Brano proposto:
-*-
Castelli & Caldonazzi, un tuffo nel passato

Una "Rosa tatuata" con gli immigrati meridionali stereotipati fino alla macchietta. Un lavoro di cui è arduo trovare qualche cosa da salvare.

Appena entrati in platea, notiamo il palcoscenico con il sipario aperto: in mezzo a due serie di "quinte" scheletriche, in legno chiaro, è costruita una casa, aperta sul davanti, con legname dello stesso colore. Allo scenografo (alias light designer, alias regista, alias "Padre De Leo") deve piacere così. Però "sembra una casa Ikea" - abbiamo sentito dire di fianco a noi e dietro di noi per almeno due volte. Telepatia, o idem sentire.

La storia: procace vedova di contrabbandiere, con smaniosa figlia a carico, esce dal lutto e s’innamora di un camionista, siciliano, che le capita in casa in seguito a un incidente stradale. Ora sostenuta ora sguaiata lei, sempre imbranato e buzzurro lui, entrambi sono particolarmente allupati (come Rosa, la figlia di lei, che fugge con un marinaio) e si ritrovano a letto insieme.

Questo il testo di Tennessee Williams, portato al successo da Anna Magnani (premio Oscar) e Burt Lancaster. A quanto scrive il regista Tavassi nel dépliant di sala, quella di Williams è "un’affettuosa critica" che dà l’occasione di fare una "ironica autocritica", per "misurare insomma se quello che egli vedeva in noi è veramente come siamo".
-*-
Dati di origine:
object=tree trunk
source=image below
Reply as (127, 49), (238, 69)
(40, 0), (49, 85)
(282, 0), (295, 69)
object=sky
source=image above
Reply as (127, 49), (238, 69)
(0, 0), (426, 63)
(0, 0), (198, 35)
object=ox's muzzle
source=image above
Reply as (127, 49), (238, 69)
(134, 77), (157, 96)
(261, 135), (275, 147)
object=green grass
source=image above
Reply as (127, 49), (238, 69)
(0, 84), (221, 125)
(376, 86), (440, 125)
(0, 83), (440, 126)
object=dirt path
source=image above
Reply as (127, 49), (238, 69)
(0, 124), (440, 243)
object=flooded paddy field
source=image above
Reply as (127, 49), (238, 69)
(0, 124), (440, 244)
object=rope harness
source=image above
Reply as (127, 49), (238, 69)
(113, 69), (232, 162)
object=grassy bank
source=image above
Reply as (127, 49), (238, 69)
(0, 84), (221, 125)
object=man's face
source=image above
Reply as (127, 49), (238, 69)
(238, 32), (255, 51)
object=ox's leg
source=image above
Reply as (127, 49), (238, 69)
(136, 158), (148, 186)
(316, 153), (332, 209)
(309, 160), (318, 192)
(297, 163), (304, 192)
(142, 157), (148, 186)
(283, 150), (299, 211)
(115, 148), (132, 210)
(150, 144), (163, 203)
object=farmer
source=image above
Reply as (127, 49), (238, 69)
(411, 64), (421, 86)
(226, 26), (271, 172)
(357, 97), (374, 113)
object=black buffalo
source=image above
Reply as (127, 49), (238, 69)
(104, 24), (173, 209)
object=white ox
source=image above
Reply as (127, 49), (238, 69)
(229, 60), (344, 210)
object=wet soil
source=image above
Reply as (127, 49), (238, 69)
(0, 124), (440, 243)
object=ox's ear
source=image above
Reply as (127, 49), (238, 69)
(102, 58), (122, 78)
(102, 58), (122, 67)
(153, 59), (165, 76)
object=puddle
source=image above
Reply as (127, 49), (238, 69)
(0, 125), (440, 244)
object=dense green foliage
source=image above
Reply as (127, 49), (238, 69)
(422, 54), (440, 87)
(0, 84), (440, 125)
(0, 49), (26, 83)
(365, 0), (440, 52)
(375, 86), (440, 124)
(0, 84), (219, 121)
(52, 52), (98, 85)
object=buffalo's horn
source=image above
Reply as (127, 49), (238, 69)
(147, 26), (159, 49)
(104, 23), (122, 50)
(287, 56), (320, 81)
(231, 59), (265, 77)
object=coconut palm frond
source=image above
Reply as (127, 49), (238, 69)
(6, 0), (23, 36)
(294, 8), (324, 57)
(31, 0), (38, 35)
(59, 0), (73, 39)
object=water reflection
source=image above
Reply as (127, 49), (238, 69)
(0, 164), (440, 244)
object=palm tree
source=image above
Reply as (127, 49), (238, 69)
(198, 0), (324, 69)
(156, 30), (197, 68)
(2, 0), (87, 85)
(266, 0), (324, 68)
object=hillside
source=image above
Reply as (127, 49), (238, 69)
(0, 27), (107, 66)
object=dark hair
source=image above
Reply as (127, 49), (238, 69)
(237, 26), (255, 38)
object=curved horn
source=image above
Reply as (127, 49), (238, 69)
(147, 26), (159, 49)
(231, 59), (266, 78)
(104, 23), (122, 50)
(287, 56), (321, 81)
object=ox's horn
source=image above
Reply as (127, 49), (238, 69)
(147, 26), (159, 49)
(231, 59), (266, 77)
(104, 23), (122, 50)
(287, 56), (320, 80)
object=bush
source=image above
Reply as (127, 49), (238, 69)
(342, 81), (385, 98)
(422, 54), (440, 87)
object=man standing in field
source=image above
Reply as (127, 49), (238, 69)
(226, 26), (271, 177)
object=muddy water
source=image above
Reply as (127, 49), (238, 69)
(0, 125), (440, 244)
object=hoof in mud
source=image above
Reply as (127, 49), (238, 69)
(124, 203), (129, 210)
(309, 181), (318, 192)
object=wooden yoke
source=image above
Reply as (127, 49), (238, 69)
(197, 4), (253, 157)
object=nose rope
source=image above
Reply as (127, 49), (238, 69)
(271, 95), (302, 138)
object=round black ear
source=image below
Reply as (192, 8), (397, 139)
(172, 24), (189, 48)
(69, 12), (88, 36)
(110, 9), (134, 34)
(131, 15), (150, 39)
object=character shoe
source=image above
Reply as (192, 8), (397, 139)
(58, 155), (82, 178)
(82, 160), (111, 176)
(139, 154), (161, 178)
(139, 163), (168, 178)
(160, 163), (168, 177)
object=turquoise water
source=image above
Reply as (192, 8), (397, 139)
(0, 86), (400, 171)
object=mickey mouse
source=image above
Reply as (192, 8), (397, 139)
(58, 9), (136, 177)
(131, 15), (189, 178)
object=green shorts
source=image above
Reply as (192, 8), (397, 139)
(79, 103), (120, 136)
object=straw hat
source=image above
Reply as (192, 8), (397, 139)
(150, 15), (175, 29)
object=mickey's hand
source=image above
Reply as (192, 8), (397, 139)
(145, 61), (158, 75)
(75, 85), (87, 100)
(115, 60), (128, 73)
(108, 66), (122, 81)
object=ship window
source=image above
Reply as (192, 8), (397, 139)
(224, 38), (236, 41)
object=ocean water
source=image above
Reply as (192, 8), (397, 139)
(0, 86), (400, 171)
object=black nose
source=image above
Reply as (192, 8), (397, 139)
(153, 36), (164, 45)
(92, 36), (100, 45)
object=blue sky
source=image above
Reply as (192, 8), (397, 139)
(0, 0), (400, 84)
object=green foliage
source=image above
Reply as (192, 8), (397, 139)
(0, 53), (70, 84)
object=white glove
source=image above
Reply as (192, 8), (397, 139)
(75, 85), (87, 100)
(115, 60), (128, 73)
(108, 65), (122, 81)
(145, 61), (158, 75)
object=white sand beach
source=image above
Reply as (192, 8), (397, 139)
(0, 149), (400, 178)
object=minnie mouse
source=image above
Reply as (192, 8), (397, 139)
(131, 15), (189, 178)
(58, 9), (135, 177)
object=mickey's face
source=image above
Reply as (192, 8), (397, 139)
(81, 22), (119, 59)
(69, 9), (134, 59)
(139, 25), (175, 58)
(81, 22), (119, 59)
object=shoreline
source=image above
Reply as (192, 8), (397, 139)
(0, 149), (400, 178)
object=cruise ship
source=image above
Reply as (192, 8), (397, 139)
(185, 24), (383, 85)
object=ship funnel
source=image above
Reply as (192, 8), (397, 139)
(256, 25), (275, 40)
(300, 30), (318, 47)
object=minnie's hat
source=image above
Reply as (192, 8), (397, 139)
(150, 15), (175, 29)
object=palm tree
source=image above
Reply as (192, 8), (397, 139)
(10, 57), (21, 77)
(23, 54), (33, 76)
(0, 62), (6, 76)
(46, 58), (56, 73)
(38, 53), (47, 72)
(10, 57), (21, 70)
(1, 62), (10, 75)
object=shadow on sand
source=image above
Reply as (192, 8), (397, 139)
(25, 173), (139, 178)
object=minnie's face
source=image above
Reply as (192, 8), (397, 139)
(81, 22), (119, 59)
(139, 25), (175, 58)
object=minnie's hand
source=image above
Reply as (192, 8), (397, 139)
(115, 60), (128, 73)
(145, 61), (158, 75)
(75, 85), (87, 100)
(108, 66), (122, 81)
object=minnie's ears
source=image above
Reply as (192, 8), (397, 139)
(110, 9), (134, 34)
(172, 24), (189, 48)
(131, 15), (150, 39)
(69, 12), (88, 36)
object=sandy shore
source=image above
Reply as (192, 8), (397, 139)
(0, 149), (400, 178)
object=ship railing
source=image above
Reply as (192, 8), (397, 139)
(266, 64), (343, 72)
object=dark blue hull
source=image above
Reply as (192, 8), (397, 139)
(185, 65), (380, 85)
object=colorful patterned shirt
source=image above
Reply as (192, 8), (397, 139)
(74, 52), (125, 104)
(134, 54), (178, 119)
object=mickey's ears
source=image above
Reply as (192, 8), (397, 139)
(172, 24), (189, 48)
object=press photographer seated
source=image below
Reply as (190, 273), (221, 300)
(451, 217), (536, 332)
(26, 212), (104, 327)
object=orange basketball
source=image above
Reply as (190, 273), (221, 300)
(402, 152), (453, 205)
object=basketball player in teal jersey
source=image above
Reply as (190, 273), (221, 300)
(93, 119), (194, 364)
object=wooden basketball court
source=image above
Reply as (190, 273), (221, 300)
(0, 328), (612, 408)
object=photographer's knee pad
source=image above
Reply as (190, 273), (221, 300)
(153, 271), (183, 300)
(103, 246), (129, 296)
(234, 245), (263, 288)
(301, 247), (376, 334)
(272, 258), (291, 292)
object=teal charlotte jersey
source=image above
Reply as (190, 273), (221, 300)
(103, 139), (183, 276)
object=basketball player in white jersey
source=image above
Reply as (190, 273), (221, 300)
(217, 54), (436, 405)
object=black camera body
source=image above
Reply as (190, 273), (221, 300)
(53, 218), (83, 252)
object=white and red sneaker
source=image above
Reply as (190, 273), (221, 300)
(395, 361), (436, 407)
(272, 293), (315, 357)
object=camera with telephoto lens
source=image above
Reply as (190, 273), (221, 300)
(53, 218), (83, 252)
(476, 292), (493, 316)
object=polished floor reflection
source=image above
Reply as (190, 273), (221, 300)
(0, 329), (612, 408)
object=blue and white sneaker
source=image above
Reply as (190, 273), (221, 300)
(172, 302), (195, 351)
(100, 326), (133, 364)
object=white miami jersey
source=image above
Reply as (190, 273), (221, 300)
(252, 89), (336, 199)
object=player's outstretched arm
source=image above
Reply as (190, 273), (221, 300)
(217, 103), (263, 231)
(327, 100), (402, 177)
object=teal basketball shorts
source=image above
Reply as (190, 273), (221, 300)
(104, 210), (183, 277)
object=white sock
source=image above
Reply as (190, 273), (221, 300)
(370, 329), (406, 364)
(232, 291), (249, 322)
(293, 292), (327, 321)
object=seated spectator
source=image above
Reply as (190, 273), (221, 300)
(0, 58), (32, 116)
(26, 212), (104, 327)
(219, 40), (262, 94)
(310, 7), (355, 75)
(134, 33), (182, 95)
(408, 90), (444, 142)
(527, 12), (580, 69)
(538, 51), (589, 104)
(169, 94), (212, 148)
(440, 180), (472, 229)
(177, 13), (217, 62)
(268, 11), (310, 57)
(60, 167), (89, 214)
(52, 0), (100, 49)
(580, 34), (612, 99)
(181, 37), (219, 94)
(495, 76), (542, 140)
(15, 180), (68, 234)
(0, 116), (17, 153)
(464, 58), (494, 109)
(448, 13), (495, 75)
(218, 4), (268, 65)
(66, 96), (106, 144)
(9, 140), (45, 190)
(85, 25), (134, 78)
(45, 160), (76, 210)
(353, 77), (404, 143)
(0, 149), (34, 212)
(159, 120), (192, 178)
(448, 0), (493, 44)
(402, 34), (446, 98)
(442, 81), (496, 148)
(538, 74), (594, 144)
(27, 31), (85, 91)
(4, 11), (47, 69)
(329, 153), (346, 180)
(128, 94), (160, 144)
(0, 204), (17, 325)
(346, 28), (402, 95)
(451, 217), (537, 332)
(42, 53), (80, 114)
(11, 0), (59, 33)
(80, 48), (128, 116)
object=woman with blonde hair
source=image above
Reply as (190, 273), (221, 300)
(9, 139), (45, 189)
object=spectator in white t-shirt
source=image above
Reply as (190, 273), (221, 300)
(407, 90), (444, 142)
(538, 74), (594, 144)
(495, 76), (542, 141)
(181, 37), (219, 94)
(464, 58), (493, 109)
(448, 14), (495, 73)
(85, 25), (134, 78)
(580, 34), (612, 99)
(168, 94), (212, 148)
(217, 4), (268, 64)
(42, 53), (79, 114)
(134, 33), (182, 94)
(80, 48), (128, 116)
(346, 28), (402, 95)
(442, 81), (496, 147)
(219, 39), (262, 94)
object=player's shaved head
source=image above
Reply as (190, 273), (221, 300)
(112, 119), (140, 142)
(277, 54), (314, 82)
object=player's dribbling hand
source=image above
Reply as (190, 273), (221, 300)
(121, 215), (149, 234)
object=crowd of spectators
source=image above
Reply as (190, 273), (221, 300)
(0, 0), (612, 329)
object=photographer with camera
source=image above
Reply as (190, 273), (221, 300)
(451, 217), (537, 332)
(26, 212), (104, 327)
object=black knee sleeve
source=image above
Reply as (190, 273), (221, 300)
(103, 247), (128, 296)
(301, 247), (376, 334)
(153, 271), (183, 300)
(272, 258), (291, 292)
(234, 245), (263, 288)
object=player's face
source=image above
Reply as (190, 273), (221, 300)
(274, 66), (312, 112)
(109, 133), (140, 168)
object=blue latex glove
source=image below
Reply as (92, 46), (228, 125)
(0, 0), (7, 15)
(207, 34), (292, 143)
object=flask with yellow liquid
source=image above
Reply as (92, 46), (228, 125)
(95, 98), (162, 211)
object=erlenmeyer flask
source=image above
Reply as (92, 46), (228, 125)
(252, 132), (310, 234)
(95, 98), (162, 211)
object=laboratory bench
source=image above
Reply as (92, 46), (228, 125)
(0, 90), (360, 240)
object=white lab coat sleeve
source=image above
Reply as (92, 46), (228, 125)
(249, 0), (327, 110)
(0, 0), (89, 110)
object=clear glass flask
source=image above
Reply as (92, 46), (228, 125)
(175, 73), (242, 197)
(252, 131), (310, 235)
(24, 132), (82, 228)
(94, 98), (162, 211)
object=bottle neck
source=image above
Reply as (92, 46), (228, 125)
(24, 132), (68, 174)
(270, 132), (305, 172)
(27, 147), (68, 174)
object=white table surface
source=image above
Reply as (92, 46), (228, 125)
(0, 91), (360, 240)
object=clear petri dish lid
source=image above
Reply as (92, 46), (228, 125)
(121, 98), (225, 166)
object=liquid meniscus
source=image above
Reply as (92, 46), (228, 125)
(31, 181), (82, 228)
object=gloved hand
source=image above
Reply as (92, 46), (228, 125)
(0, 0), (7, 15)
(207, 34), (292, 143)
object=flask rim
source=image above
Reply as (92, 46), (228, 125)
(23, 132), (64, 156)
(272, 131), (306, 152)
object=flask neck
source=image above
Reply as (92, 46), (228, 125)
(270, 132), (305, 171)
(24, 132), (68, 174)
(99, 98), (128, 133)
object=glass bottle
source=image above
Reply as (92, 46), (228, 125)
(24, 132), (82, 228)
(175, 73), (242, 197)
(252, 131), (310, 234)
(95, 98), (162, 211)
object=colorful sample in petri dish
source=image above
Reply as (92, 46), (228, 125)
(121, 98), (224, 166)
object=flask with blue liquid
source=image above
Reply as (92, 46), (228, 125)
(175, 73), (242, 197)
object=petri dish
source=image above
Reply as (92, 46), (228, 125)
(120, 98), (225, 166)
-*-
Consegna: Trascrivi parola per parola, dall'inizio alla fine, la recensione sulla messa in scena della "Rosa tatuata". Le voci non hanno alcun ruolo in questo compito.

Risposta:
Castelli & Caldonazzi, un tuffo nel passato

Una "Rosa tatuata" con gli immigrati meridionali stereotipati fino alla macchietta. Un lavoro di cui è arduo trovare qualche cosa da salvare.

Appena entrati in platea, notiamo il palcoscenico con il sipario aperto: in mezzo a due serie di "quinte" scheletriche, in legno chiaro, è costruita una casa, aperta sul davanti, con legname dello stesso colore. Allo scenografo (alias light designer, alias regista, alias "Padre De Leo") deve piacere così. Però "sembra una casa Ikea" - abbiamo sentito dire di fianco a noi e dietro di noi per almeno due volte. Telepatia, o idem sentire.

La storia: procace vedova di contrabbandiere, con smaniosa figlia a carico, esce dal lutto e s’innamora di un camionista, siciliano, che le capita in casa in seguito a un incidente stradale. Ora sostenuta ora sguaiata lei, sempre imbranato e buzzurro lui, entrambi sono particolarmente allupati (come Rosa, la figlia di lei, che fugge con un marinaio) e si ritrovano a letto insieme.

Questo il testo di Tennessee Williams, portato al successo da Anna Magnani (premio Oscar) e Burt Lancaster. A quanto scrive il regista Tavassi nel dépliant di sala, quella di Williams è "un’affettuosa critica" che dà l’occasione di fare una "ironica autocritica", per "misurare insomma se quello che egli vedeva in noi è veramente come siamo".